LIST OF TASKS:
A. Rewrite the paragraph of the opinion piece on the debt compromise that begins "Washington’s debt “compromise”" more briefly, keeping its main facts.
B. In one to three sentences, explain why the opinion piece on the debt compromise calls cutting social services a form of taxation.
C. Write the next part of the opinion piece on the debt compromise, starting after its final sentence.

EXTRACT TO READ:
━━━━
Washington’s debt “compromise” is a travesty of effective government. It only postpones the problem of federal spending and passes it to a commission that will decide where to make further cuts in public services.
Most importantly, it failed to close tax loopholes for billion-dollar corporations and the nation’s wealthiest citizens.
Make no mistake: Cutting social services is a form of taxation, for whatever the middle class loses will be made up out-of-pocket or by doing without, while the wealthy won’t be affected, for their well-being isn’t dependent on Medicare, Social Security or unemployment benefits.
Curb spending? OK, but making the middle class bear most of the burden is unconscionable.
In a nation where some CEOs earn more than 300 times their average employee, where companies use tax loopholes to list profits in the billions, and where an Internal Revenue Service study indicates 1,400 millionaires paid no taxes whatsoever, balancing a budget on the backs of people with moderate incomes is unacceptable.
━━━━
DATASET EXTRACT:
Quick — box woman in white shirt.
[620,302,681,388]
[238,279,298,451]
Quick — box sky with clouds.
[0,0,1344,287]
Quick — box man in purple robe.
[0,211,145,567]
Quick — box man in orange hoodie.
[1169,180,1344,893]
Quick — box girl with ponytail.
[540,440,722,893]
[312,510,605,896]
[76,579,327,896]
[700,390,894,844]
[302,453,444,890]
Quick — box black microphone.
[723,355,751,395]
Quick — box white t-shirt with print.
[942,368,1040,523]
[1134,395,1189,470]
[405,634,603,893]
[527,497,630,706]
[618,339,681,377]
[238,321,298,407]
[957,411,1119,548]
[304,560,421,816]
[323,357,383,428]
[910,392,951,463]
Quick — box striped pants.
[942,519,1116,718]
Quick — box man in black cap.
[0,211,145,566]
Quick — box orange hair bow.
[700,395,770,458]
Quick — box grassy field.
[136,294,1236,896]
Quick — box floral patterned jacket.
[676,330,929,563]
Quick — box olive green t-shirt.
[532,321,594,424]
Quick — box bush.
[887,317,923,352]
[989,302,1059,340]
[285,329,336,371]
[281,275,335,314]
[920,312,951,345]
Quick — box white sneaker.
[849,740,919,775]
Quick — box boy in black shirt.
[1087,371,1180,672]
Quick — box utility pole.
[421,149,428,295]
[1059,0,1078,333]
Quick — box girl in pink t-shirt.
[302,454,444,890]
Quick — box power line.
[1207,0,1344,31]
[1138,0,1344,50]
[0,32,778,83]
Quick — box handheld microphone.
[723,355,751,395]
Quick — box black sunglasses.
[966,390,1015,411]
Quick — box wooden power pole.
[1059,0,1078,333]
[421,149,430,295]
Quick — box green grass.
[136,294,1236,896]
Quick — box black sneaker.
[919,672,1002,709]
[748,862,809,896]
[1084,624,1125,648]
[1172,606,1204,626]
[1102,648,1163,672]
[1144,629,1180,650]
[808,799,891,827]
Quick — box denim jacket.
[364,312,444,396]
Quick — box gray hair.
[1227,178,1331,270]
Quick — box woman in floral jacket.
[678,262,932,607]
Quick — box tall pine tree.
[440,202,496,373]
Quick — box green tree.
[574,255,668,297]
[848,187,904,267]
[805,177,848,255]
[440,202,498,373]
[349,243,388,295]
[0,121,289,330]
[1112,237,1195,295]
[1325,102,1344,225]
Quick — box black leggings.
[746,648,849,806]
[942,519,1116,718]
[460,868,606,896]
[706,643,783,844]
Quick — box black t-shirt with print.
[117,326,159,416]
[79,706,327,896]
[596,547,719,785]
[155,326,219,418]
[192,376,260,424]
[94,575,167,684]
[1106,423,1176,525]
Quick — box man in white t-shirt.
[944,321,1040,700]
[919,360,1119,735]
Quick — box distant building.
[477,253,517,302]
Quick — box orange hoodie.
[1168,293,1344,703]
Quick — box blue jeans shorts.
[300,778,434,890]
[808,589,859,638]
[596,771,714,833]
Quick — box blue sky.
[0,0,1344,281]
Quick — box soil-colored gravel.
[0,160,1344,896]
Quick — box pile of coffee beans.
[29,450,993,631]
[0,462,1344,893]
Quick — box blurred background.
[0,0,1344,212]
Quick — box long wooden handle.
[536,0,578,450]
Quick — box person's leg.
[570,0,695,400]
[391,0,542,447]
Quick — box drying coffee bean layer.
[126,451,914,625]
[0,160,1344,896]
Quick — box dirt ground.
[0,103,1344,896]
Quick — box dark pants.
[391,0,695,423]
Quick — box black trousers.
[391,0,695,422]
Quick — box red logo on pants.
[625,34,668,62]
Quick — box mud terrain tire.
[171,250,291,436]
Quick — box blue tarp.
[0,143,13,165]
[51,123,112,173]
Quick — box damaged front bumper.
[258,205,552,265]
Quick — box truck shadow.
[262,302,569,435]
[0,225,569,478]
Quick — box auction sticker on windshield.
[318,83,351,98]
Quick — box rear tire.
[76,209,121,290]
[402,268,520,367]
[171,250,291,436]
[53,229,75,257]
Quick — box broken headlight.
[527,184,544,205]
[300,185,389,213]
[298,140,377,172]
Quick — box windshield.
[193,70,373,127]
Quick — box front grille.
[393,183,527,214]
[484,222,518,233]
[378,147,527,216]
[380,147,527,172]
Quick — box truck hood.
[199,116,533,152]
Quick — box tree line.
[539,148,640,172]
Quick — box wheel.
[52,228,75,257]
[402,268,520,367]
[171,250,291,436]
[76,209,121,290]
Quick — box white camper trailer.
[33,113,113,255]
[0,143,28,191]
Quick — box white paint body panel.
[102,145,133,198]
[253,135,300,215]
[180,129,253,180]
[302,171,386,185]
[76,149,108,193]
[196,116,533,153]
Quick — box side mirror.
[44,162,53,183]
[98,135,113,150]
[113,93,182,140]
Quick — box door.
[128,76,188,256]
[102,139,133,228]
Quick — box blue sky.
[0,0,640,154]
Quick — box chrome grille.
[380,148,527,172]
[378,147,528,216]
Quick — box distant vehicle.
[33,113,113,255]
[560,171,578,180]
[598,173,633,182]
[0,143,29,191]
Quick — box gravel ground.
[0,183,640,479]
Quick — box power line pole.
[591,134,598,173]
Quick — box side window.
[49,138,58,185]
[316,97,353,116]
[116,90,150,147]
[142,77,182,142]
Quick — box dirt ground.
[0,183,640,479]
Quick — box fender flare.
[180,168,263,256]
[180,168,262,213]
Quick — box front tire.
━━━━
RESULTS OF THE EXERCISE:
A. The debt compromise is poor government: it only delays the federal spending problem and hands it to a commission that will choose further cuts to public services.

B. Whatever the middle class loses through the cuts must be paid out-of-pocket or gone without. The wealthy are not affected, because their well-being does not depend on Medicare, Social Security or unemployment benefits.

C.
Stop giving the wealthy disproportionate discounts on the American dream. Maintaining tax breaks for the wealthiest 5 percent, while expecting everyone else to pay their share, isn’t good business, especially when corporations spend millions lobbying Congress for continuation of their privileges.
What’s happening is what one pundit calls “a strife of interests masquerading as a conflict of principles.” An apt summary, especially since Congress seems determined to protect the wealthy while imposing backdoor taxes, disguised as fiscal prudence, on those least able to afford them.